YOUR INSTRUCTIONS -
Copy the records below from the line containing "If you could pick out the white helmet" through the end of the records, substituting "safety helmet" for "white helmet" and changing nothing else.

****************************************

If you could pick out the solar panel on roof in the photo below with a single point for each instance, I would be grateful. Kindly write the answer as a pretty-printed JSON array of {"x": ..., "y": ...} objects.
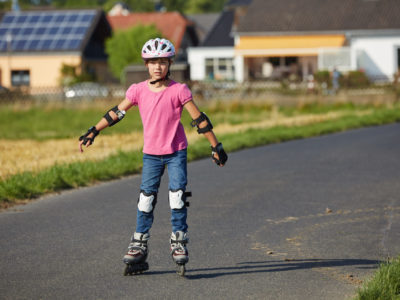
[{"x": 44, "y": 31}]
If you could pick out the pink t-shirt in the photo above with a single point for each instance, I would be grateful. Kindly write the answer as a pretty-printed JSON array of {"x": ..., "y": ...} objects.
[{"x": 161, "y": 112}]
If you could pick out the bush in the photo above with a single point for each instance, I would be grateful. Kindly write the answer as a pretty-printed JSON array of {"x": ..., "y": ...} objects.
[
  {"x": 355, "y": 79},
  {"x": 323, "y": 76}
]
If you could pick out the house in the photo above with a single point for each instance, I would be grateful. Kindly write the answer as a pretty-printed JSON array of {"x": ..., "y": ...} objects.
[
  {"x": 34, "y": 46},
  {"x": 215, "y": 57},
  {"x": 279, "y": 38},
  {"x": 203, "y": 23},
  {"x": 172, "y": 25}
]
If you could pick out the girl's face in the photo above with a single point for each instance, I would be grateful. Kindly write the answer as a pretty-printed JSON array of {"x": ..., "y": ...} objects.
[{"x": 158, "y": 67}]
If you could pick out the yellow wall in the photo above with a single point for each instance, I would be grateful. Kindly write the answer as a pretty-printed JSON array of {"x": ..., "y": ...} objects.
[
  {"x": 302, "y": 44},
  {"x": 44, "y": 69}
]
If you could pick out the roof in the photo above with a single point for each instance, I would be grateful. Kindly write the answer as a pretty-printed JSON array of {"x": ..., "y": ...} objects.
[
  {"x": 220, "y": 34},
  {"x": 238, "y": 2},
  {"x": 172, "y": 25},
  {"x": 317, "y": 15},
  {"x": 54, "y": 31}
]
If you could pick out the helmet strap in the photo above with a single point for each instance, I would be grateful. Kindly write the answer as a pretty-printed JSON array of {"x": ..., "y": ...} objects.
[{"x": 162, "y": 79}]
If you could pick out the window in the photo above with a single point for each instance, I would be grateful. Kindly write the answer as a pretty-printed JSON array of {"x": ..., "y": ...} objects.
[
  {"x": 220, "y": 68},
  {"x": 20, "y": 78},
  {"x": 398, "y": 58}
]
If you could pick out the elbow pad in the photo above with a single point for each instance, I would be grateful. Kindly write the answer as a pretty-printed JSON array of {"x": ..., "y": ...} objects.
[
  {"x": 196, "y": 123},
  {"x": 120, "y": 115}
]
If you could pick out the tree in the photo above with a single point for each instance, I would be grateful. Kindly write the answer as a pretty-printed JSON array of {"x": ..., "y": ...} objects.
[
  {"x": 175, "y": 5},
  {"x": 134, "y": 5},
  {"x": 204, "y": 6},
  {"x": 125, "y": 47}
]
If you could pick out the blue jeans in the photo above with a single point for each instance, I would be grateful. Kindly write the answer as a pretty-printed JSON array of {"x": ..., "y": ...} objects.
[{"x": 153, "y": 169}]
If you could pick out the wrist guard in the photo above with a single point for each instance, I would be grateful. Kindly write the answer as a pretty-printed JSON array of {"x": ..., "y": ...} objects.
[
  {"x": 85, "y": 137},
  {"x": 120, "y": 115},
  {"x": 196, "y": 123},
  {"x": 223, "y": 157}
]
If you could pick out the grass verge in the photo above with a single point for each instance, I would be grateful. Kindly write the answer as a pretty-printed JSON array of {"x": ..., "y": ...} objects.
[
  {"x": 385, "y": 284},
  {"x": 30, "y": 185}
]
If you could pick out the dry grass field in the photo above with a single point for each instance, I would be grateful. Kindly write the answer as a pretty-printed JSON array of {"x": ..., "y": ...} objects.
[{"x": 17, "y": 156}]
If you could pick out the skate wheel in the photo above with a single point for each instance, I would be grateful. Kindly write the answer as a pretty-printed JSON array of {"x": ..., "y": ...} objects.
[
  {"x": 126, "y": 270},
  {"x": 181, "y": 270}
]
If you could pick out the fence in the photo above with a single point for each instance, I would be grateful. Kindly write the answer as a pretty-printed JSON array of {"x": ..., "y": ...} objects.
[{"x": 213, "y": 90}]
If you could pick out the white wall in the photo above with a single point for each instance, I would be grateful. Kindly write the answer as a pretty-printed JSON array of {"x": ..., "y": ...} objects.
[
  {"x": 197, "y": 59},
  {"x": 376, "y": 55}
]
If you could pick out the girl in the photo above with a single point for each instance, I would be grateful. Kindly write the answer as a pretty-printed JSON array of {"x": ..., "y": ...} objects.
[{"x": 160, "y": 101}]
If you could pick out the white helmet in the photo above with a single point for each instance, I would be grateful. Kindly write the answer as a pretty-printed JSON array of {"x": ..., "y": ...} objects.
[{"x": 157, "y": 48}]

****************************************

SOLUTION BELOW -
If you could pick out the safety helmet in the photo above with a single point for each instance, I would be grateful. Kindly write the answer as a pretty-printed JSON array of {"x": ..., "y": ...} objects.
[{"x": 157, "y": 48}]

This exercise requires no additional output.